# [DATA EXTRACT]
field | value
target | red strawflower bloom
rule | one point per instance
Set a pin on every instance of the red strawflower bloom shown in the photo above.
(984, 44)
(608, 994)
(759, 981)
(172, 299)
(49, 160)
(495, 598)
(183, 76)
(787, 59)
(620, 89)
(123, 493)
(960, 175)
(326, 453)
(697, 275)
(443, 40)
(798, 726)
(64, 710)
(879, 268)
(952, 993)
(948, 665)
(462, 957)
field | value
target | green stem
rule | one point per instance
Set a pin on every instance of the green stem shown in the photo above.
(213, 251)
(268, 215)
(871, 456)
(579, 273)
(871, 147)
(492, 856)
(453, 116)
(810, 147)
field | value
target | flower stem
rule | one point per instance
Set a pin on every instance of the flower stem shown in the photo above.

# [GIVEN EXERCISE]
Extract every line of the material above word for word, preserving the original order.

# [TASK SOLUTION]
field | value
target | red strawflower bloom
rule | one point per instance
Set a pin on every instance of the red strawflower bloom shown in the photo above.
(984, 44)
(608, 994)
(759, 981)
(172, 299)
(49, 160)
(495, 598)
(183, 76)
(787, 59)
(620, 89)
(123, 493)
(960, 175)
(326, 453)
(697, 275)
(443, 40)
(798, 726)
(64, 710)
(879, 268)
(952, 993)
(948, 665)
(462, 957)
field | value
target | green stem
rule | one point per instance
Set a pin on every instance of the green stem shown in the photo above.
(213, 251)
(268, 215)
(871, 456)
(579, 273)
(871, 147)
(492, 856)
(453, 116)
(810, 147)
field | value
target | flower stem
rule | one point per instance
Set a pin on every instance of the flower stem shown in the photo above.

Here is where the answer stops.